Stored items from a collection:
----------------------------------------

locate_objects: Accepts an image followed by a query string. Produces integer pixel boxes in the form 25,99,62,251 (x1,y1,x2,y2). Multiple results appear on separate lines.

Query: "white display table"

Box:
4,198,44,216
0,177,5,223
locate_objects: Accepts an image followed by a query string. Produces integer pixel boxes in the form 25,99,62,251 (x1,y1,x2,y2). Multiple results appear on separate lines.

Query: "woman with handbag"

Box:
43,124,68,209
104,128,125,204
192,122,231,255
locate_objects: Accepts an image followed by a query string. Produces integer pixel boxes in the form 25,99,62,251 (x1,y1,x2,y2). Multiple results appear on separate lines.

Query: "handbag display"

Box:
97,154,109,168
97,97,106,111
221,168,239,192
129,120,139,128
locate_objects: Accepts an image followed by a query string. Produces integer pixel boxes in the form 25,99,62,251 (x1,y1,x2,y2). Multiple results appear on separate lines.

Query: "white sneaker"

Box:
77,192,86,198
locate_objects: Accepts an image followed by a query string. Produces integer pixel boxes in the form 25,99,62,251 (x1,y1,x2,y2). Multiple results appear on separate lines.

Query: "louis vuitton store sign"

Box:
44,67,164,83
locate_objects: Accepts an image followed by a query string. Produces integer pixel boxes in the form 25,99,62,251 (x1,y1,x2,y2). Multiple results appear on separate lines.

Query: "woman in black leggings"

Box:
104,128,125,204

----------------------------------------

Problem to solve — Pull out each line of the records that contains the word "white" and list those lines.

Answer for the task —
Query: "white display table"
Query: "white sneaker"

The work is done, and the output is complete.